Brexit and security fears are driving working-class voters to the Conservatives. 

Image by Josh Neicho

In Kirk Sandall, a suburb of Doncaster, electrician Malc says enthusiastically that he is backing Theresa May in the general election as Brexit is the big issue for him. He voted for Tony Blair, he’s ashamed to say now, and voted UKIP in recent elections. He thinks lots of working people locally will vote Conservative, but adds ruefully that there’s not much point as a “chimpanzee in a red rosette would win” – perhaps too despondent since UKIP, which came second with 1,300 votes more than the Tories last time, isn't standing. Conservative candidate Tom Hunt, a young Cambridgeshire councillor who campaigned for Leave in this area, says he may come from a different background from his voters but he shares their patriotism much more than their Labour MP, Corbyn’s former chief whip Rosie Winterton. Hunt has gutsily door-knocked across the constituency with a tiny team and no voter data. Labour, as of a fortnight ago, was worried enough to have reportedly drafted in a campaign manager for Winterton.

What is asked:
1. Answer these questions from the Doncaster election report:
(a) What does Malc do for a living?
(b) Which party did Malc vote for in recent elections?
(c) Who is the Labour MP for the constituency?
2. Carry the Doncaster election report forward from its final sentence.

(Excerpts from a location annotation dataset)
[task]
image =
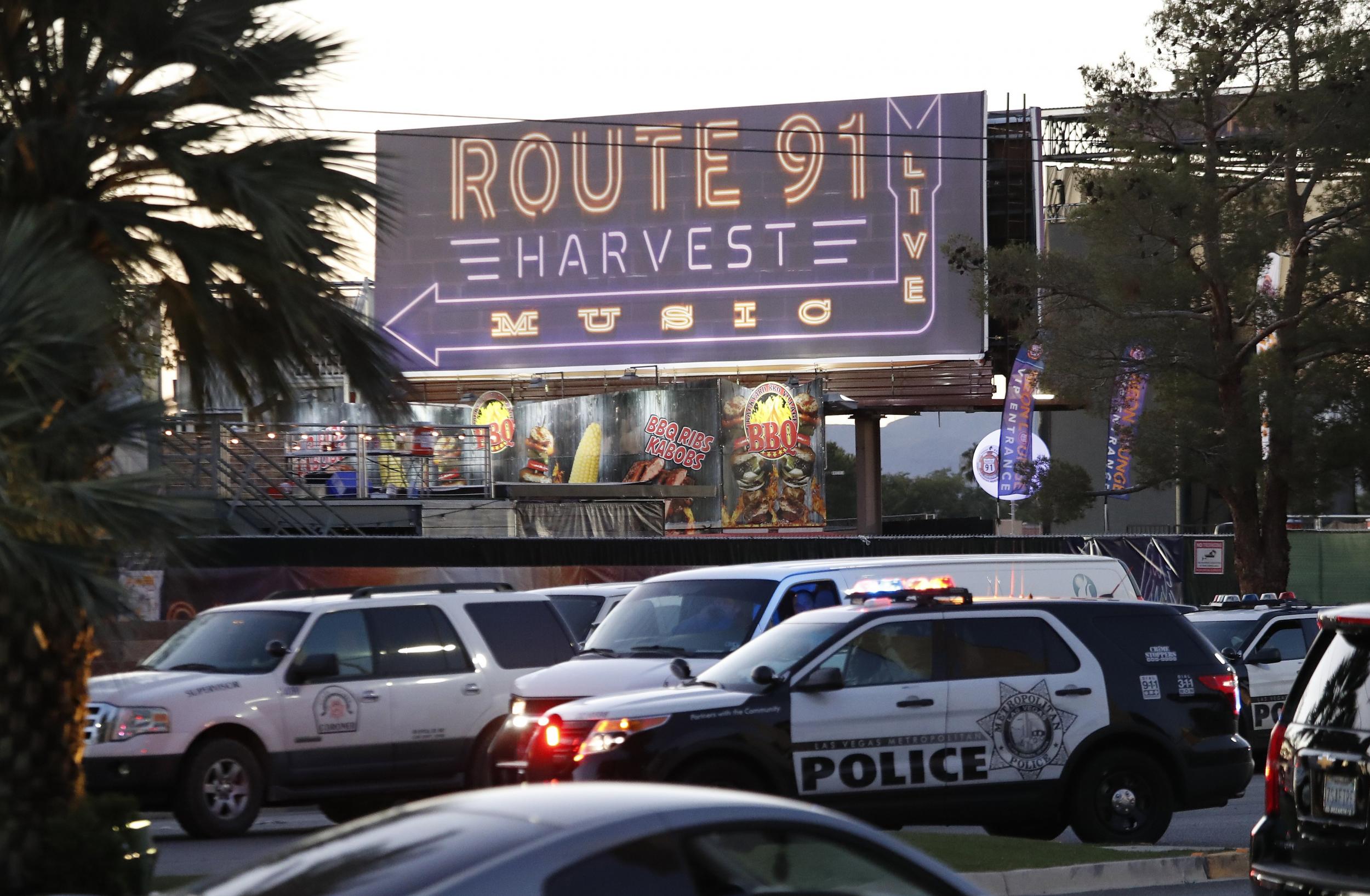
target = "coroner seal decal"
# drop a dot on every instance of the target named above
(1029, 732)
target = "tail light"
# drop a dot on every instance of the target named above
(551, 732)
(1224, 684)
(1273, 784)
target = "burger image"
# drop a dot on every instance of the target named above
(535, 473)
(752, 509)
(809, 413)
(750, 470)
(540, 443)
(798, 469)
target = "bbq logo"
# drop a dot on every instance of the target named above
(772, 421)
(335, 711)
(1029, 732)
(495, 410)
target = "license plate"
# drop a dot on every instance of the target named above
(1339, 796)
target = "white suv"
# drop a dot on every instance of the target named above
(350, 700)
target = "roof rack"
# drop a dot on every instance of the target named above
(309, 592)
(440, 588)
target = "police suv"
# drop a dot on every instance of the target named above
(350, 700)
(1265, 637)
(688, 621)
(1021, 716)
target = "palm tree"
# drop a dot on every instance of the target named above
(138, 190)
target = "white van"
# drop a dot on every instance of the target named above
(677, 625)
(350, 700)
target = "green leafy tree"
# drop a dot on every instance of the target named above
(1058, 492)
(133, 181)
(1258, 149)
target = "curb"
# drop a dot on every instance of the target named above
(1103, 876)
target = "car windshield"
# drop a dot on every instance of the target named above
(780, 648)
(698, 617)
(402, 853)
(228, 642)
(579, 612)
(1224, 634)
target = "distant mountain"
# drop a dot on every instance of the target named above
(920, 444)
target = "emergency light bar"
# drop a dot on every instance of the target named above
(921, 590)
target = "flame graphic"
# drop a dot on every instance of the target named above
(772, 409)
(492, 412)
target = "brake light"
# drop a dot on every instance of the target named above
(1224, 684)
(551, 727)
(1273, 771)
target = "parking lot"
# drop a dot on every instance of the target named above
(180, 855)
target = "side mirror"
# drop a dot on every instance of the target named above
(313, 669)
(826, 678)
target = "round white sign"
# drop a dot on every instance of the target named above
(987, 464)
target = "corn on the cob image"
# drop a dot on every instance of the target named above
(585, 467)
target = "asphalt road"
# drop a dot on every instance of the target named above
(1226, 826)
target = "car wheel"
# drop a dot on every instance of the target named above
(480, 768)
(220, 794)
(350, 809)
(1042, 829)
(721, 773)
(1121, 796)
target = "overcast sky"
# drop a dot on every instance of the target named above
(558, 59)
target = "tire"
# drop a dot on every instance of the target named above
(1121, 796)
(480, 768)
(721, 773)
(351, 807)
(1040, 829)
(220, 792)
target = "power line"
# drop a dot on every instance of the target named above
(618, 124)
(640, 146)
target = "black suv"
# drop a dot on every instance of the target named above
(1021, 716)
(1313, 836)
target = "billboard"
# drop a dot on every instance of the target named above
(799, 233)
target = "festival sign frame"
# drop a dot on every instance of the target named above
(790, 236)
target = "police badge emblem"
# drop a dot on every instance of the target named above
(1028, 731)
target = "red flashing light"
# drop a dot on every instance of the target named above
(1224, 684)
(1273, 785)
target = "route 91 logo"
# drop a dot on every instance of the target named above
(1029, 732)
(772, 420)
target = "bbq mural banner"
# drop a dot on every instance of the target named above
(777, 454)
(1125, 409)
(1015, 426)
(694, 240)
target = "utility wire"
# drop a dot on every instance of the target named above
(618, 124)
(642, 146)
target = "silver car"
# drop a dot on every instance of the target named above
(572, 840)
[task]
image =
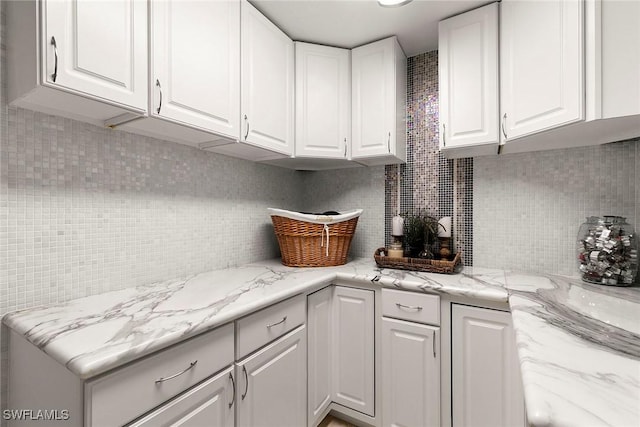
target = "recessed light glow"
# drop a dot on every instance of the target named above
(393, 3)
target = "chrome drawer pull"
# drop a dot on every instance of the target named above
(409, 307)
(233, 383)
(54, 76)
(277, 323)
(246, 382)
(161, 380)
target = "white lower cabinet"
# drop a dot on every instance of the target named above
(353, 349)
(272, 383)
(486, 381)
(210, 403)
(410, 374)
(341, 359)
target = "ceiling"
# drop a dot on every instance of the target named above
(351, 23)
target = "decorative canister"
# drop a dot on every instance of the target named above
(608, 251)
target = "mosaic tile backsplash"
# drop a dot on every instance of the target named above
(428, 181)
(84, 210)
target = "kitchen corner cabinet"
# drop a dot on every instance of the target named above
(194, 90)
(486, 381)
(353, 349)
(60, 61)
(320, 352)
(341, 361)
(542, 65)
(468, 74)
(210, 403)
(188, 380)
(379, 93)
(410, 374)
(323, 107)
(272, 383)
(410, 359)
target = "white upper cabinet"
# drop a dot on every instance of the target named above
(468, 74)
(486, 379)
(542, 65)
(92, 57)
(98, 48)
(195, 75)
(323, 107)
(353, 349)
(572, 78)
(379, 93)
(267, 70)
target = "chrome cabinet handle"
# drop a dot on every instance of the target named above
(444, 135)
(246, 382)
(434, 342)
(409, 307)
(504, 119)
(284, 319)
(160, 87)
(233, 383)
(170, 377)
(54, 76)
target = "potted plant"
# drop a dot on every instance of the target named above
(421, 234)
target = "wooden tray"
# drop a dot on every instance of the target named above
(418, 264)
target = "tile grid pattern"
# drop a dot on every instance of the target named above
(346, 189)
(84, 210)
(528, 207)
(427, 180)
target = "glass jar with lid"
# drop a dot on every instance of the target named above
(607, 251)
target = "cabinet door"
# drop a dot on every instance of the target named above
(353, 349)
(98, 48)
(320, 348)
(196, 63)
(542, 65)
(486, 382)
(374, 99)
(323, 108)
(267, 83)
(468, 73)
(209, 403)
(410, 374)
(272, 383)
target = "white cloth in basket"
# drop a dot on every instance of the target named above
(326, 220)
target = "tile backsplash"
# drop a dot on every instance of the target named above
(429, 181)
(528, 207)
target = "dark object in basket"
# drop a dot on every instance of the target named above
(418, 264)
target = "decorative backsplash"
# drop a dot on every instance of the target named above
(428, 181)
(528, 207)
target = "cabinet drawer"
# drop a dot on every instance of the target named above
(260, 328)
(125, 394)
(411, 306)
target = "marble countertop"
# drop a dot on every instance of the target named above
(579, 345)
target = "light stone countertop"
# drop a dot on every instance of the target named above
(578, 344)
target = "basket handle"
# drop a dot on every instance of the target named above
(325, 229)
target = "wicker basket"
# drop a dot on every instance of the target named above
(308, 244)
(417, 264)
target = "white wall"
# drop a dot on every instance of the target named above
(356, 188)
(85, 210)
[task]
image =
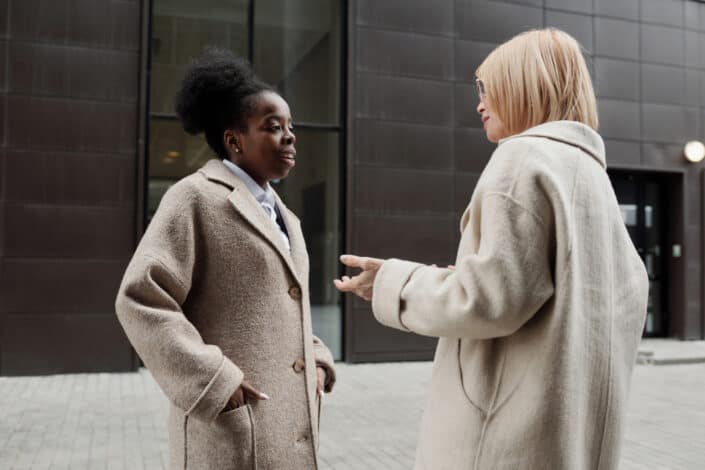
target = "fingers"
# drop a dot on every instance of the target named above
(252, 392)
(364, 263)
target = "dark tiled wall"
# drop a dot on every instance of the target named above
(417, 147)
(69, 89)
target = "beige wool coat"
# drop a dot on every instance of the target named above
(540, 321)
(212, 295)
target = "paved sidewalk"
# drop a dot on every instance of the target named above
(117, 421)
(670, 351)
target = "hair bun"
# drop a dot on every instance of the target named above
(207, 88)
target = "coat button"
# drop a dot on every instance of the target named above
(299, 365)
(295, 293)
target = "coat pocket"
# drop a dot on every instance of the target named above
(227, 443)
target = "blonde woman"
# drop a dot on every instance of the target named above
(540, 320)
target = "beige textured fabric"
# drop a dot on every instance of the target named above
(212, 295)
(540, 322)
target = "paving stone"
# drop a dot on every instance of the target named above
(371, 421)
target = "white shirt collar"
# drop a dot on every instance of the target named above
(262, 195)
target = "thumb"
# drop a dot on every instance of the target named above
(252, 392)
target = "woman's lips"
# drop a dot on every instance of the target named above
(289, 155)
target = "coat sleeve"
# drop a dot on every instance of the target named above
(491, 293)
(195, 376)
(324, 359)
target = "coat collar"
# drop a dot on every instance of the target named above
(245, 203)
(569, 132)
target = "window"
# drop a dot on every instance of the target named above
(295, 45)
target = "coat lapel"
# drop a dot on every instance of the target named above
(247, 206)
(299, 254)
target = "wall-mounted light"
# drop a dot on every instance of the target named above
(694, 151)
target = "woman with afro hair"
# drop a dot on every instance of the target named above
(215, 299)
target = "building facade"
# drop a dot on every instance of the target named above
(389, 145)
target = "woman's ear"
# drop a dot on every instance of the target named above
(231, 141)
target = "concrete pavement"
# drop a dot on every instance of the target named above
(117, 421)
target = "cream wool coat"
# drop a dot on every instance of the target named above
(540, 322)
(212, 295)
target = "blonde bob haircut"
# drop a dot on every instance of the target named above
(538, 76)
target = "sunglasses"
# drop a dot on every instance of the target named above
(480, 89)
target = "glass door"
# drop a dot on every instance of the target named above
(642, 200)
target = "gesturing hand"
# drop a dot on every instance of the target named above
(360, 285)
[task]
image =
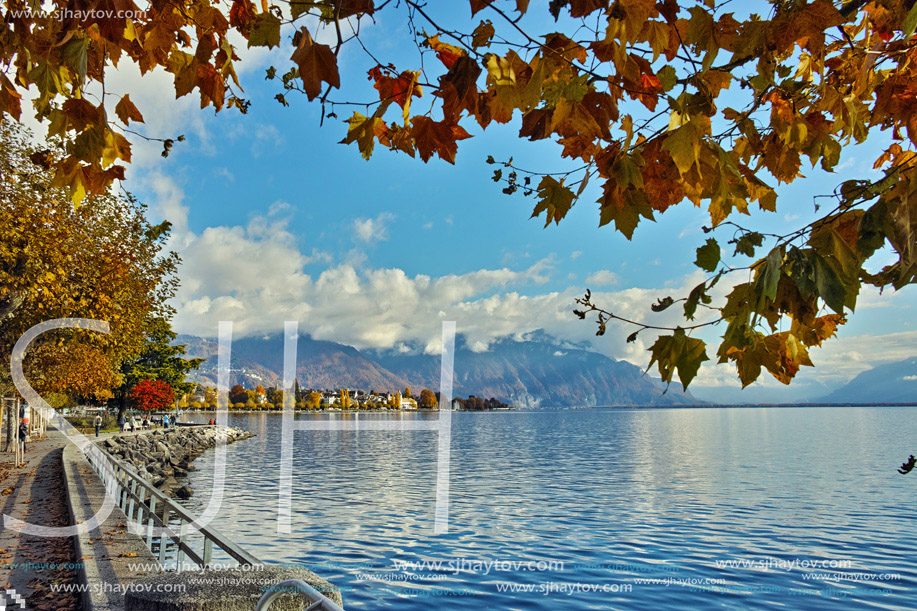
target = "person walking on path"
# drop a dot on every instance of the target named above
(23, 435)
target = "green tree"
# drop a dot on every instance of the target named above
(238, 394)
(157, 359)
(102, 260)
(428, 399)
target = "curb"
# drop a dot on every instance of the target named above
(104, 574)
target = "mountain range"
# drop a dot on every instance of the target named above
(890, 383)
(534, 371)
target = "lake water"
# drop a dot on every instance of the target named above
(657, 509)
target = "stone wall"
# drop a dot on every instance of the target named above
(164, 455)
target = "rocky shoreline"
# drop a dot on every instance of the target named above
(162, 455)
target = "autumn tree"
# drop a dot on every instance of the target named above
(275, 395)
(157, 359)
(238, 394)
(152, 396)
(428, 398)
(652, 104)
(102, 260)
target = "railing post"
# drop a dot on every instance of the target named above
(132, 503)
(149, 527)
(163, 537)
(180, 553)
(208, 550)
(141, 492)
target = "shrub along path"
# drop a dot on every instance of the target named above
(36, 493)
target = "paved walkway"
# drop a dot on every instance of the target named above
(35, 493)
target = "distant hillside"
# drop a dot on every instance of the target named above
(320, 364)
(538, 371)
(891, 383)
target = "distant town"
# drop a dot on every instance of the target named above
(312, 399)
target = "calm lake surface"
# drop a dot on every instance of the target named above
(616, 509)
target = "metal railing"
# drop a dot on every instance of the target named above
(147, 509)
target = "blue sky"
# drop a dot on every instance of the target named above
(277, 221)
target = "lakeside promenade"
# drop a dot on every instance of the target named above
(35, 493)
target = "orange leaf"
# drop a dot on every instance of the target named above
(448, 54)
(317, 64)
(437, 137)
(127, 112)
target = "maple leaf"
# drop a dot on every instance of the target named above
(264, 31)
(483, 34)
(126, 110)
(678, 353)
(436, 137)
(399, 88)
(555, 200)
(317, 64)
(708, 256)
(348, 8)
(448, 54)
(684, 145)
(459, 88)
(364, 131)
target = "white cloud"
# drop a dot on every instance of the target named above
(603, 277)
(373, 230)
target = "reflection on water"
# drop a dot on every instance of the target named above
(726, 508)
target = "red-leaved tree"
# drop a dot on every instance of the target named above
(152, 395)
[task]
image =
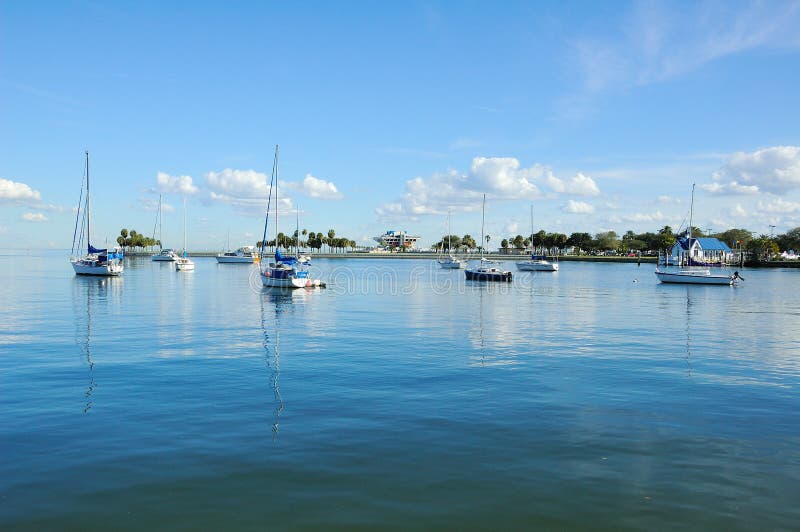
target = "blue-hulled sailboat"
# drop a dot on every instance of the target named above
(96, 261)
(284, 271)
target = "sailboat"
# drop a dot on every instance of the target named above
(694, 275)
(165, 255)
(95, 261)
(537, 263)
(284, 271)
(451, 261)
(184, 263)
(487, 270)
(243, 255)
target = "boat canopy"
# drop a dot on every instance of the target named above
(285, 260)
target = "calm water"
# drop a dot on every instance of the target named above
(399, 397)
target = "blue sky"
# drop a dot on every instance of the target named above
(389, 115)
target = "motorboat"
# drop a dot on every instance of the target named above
(245, 254)
(537, 263)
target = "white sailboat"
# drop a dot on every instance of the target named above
(184, 263)
(486, 270)
(165, 255)
(451, 261)
(537, 263)
(695, 275)
(96, 261)
(284, 271)
(243, 255)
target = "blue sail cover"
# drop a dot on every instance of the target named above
(284, 260)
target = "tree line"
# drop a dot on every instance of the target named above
(631, 242)
(135, 240)
(310, 240)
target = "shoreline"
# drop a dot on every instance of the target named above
(493, 256)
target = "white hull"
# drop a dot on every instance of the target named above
(537, 266)
(234, 260)
(107, 269)
(292, 282)
(694, 277)
(184, 265)
(452, 264)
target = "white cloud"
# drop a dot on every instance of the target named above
(737, 211)
(316, 188)
(33, 217)
(641, 217)
(668, 200)
(501, 178)
(779, 206)
(504, 177)
(15, 191)
(151, 205)
(577, 207)
(51, 207)
(775, 170)
(169, 184)
(579, 185)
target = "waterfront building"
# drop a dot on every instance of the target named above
(397, 239)
(700, 252)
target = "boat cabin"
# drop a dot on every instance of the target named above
(700, 252)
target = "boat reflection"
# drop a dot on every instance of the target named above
(278, 307)
(89, 292)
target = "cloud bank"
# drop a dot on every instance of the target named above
(13, 191)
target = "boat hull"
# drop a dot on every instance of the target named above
(111, 269)
(694, 278)
(537, 266)
(452, 265)
(234, 260)
(184, 265)
(285, 282)
(501, 277)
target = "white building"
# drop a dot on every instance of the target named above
(397, 239)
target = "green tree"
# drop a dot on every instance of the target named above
(468, 242)
(762, 248)
(582, 241)
(789, 240)
(607, 240)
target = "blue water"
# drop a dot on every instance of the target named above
(399, 397)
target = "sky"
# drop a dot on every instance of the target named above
(595, 116)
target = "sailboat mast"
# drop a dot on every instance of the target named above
(88, 206)
(531, 228)
(691, 214)
(483, 220)
(449, 244)
(184, 226)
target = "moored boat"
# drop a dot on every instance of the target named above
(695, 275)
(184, 263)
(486, 270)
(101, 262)
(284, 271)
(245, 254)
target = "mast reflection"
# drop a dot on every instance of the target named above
(87, 292)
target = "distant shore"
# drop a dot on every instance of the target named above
(492, 256)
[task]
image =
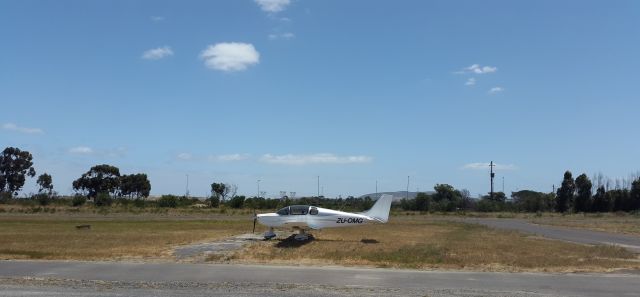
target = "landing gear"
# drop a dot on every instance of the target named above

Task responses:
1.
(a) He is an electrician.
(b) UKIP.
(c) Rosie Winterton.

2.
In Hartlepool, Billy, a former welder, is voting Tory for the first time aged 72. “Labour has always been here and they’ve voted for themselves not the town,” he says. “Corbyn is an idiot, he’s lost the plot. [The response to] Manchester showed the best of British. Theresa May is a strong woman, she’ll put the North-East on the map”. In Newcastle-under-Lyme, ex-Portmeirion pottery employee and life-long Labour supporter Jeff thinks May can get the best deal from the EU and can’t see himself voting for Corbyn, though he concedes he’s principled. He is additionally annoyed with local MP Paul Farrelly, who voted Remain and against triggering Article 50. Jeff’s partner Kerry is of a similar mind. She has a minimum wage job at Keele University, taking home less than she did when she worked in the car components industry 10 years ago. Thinking of the number of students in each hall at Keele, she’s bemused by how Corbyn believes he can afford to abolish tuition fees, and under a reformed immigration system she’d like to see only skilled workers come in.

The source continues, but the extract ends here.